One day he went home and his wife and two children weren’t there. He searched for three days, not sleeping. But he could not find them. Very soon, he ran out of money. So he decided that he would take a dangerous job (any job with the Americans is dangerous) and make enough money so that he could search all over Iraq, until he found his family, or found out what happened to them. “So you see, I didn’t need the tattoo. I didn’t need it at all. It was just a waste, such a great waste, all of it, wasn’t it? A waste.”

The other war

I was thinking about how hard it is on the family when a loved one goes to war. The parents worry, the brothers worry but don’t say so, the friends all sort of hold their breath until you are back. But it’s the husband or wife – and the children – who pay the most. Not only do they experience the same fear – the same gut wrenching feeling when “five more dead in Baghdad” is announced on the news, but it’s their life that’s changed too. Jack went a whole year without me being there to play ball, or to take him to scouts, or just to watch a movie with him. Anais doesn’t eat and thinks she’s fat and seems to get by on only 3 hours of sleep a night. She has nightmares. And Lisanne has to cook all those dinners for three, and take care of all the chores and run the kids all around – while going to school full time herself. Then she comes back home to go to bed alone.

**ROWS**
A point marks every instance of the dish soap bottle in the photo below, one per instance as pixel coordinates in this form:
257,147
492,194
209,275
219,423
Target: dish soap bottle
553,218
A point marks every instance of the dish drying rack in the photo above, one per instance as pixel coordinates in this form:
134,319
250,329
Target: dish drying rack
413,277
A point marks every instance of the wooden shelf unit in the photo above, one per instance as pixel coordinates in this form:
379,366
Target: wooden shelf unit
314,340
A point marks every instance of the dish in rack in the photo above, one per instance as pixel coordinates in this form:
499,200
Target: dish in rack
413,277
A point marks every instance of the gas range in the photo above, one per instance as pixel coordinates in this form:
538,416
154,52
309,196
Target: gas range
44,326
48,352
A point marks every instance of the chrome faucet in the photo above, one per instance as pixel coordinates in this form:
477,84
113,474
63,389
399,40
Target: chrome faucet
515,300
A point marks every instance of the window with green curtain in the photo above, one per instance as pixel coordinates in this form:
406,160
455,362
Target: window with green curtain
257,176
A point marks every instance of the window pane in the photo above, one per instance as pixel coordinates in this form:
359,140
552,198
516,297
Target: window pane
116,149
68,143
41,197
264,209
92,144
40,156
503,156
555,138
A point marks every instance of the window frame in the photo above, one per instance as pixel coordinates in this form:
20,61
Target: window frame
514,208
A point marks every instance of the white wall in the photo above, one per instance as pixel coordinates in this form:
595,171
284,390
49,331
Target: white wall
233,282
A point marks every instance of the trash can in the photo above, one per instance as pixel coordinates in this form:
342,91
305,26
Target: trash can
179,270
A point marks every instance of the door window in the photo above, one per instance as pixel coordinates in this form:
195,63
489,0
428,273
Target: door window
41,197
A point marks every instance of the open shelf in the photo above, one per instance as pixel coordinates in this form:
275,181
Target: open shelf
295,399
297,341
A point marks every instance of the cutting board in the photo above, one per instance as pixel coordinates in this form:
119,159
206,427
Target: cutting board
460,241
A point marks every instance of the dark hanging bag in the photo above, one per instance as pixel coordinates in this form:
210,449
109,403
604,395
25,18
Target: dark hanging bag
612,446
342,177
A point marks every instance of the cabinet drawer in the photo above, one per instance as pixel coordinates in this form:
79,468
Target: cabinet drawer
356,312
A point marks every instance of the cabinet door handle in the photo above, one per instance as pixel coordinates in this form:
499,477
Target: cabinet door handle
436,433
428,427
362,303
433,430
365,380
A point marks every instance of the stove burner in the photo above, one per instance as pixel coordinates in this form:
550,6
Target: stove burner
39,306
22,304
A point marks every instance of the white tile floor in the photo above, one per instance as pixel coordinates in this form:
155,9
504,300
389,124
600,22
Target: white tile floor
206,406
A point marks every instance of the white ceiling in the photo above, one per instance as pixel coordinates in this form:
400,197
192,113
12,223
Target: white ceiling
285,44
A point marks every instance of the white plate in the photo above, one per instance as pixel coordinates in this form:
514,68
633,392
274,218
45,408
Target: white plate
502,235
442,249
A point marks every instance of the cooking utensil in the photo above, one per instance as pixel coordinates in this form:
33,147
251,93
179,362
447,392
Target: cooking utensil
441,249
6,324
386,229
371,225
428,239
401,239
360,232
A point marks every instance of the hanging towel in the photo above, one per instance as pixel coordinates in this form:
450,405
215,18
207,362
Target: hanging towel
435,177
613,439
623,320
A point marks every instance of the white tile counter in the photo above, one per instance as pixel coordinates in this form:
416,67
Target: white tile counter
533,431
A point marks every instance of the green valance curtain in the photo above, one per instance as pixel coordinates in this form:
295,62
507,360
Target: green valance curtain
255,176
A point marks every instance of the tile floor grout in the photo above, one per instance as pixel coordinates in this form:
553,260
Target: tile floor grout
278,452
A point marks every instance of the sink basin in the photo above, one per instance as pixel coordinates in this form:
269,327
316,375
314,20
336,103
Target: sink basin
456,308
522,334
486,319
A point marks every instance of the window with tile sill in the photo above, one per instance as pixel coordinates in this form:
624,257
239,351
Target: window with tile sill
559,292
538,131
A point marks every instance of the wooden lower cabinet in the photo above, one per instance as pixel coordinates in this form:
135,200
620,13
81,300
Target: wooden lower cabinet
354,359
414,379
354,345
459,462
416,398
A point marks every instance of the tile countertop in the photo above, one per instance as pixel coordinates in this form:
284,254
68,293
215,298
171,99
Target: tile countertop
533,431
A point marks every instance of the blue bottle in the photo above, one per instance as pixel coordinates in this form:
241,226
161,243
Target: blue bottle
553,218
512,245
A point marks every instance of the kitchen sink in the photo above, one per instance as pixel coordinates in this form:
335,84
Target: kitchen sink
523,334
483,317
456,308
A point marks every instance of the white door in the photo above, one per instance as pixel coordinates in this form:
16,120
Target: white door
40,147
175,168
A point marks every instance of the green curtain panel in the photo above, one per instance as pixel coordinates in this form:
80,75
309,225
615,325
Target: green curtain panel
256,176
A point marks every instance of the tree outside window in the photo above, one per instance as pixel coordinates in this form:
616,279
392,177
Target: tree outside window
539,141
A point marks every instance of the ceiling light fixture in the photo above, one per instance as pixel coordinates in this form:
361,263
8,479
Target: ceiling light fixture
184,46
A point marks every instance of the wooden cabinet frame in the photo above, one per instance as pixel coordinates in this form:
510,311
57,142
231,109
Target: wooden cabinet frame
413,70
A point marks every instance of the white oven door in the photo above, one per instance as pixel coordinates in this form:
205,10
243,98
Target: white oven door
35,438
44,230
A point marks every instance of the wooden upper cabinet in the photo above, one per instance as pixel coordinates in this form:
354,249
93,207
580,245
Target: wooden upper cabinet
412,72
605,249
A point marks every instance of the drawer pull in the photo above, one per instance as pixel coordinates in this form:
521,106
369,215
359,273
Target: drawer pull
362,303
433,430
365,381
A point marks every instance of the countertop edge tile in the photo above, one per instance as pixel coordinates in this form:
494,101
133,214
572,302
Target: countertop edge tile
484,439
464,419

**TASK INSTRUCTIONS**
1 > Reproduce the Iraq war passage from "The other war" to "to bed alone.".
2 > Decide whether each statement agrees with the Iraq war passage, answering yes or no and quoting the deciding words: (a) The man searched for his family for three days without sleeping. (b) Anais sleeps about eight hours a night. (c) Lisanne is attending school full time.
3 > Pick up the Iraq war passage after its final sentence and carry it forward.

**EXERCISE RESPONSES**
1 >
The other war

I was thinking about how hard it is on the family when a loved one goes to war. The parents worry, the brothers worry but don’t say so, the friends all sort of hold their breath until you are back. But it’s the husband or wife – and the children – who pay the most. Not only do they experience the same fear – the same gut wrenching feeling when “five more dead in Baghdad” is announced on the news, but it’s their life that’s changed too. Jack went a whole year without me being there to play ball, or to take him to scouts, or just to watch a movie with him. Anais doesn’t eat and thinks she’s fat and seems to get by on only 3 hours of sleep a night. She has nightmares. And Lisanne has to cook all those dinners for three, and take care of all the chores and run the kids all around – while going to school full time herself. Then she comes back home to go to bed alone.

2 >
(a) Yes: "He searched for three days, not sleeping."
(b) No: "seems to get by on only 3 hours of sleep a night."
(c) Yes: "while going to school full time herself."

3 >
I am sorry that this has been so hard on everyone. I love you all.

The Run (or, a medley of unconnected thoughts that occurred to me while jogging)

Tying my shoes. It’s 102 degrees out. Maybe I’ll go five today.

It always feels better starting slow. I’ll stop at the first tower and do push ups. Remember running around the ball field in Swansea with Jack and doing push ups? Yes, that’s what I’ll do. Breath. You know what I regret though? Not being in that picture of the track team at Cass. People ask me sometimes if I was on the team why wasn’t I in the picture? I don’t remember why but for some reason I was taking the picture. I think I borrowed Dad’s camera and I remember getting a bunch of enlargements and passing them out. There’s the half mile mark, the bridge should be just around the corner now.

Then Coach Glen was telling me that he expected me to make All City next season. But I had to bring my grades up if I wanted to stay on the team. He’d talked to my English and History teachers and here he was telling me that he knew I could do better. He had confidence in me. Maybe that’s what Anais needs. I don’t know what Anais needs. Damn sweat is getting in my eyes. Stinging.

I wonder what happened to the railings on this bridge, were they blown off in the war or maybe they just were never fixed like everything else in this damn country. I run close to the edge, sort of like the fireman who smokes cigarettes. Or at least that’s how I think of it. I would have made a good fireman. I remember lying in my rack in Iwakuni when I decided that I wanted to be a fireman. I was reading Smith’s book Report from Engine Company 52, about the busiest engine company in the Bronx. ‘Had to be a city department, or what the hell was the point?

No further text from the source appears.